GOAL OF THE EXERCISE
Format each line of the records below as a numbered list, skipping any blank lines and leaving out the pictures.

-- BEGIN ENTRIES SHOWN --

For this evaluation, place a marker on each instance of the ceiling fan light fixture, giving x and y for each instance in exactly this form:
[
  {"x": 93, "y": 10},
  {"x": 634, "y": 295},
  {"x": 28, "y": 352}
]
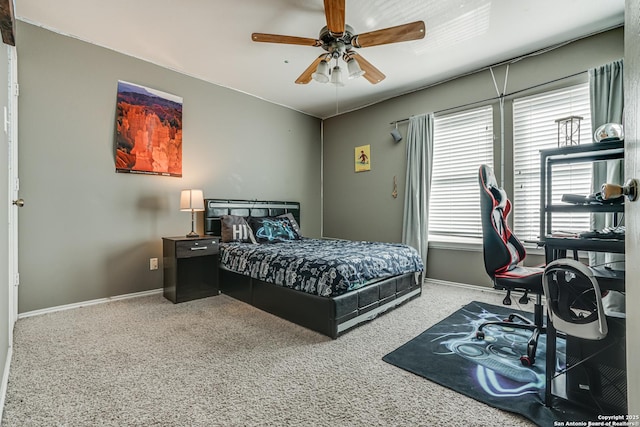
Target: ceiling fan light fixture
[
  {"x": 322, "y": 72},
  {"x": 336, "y": 76},
  {"x": 354, "y": 69}
]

-- END ENTRIES SHOWN --

RIGHT ANSWER
1. For this evaluation, place a marker on each instance of the ceiling fan light fixture, giving x and y for each instance in exactly this form:
2. [
3.   {"x": 93, "y": 10},
4.   {"x": 634, "y": 295},
5.   {"x": 28, "y": 352}
6. ]
7. Target: ceiling fan light fixture
8. [
9.   {"x": 322, "y": 72},
10.   {"x": 336, "y": 76},
11.   {"x": 354, "y": 69}
12. ]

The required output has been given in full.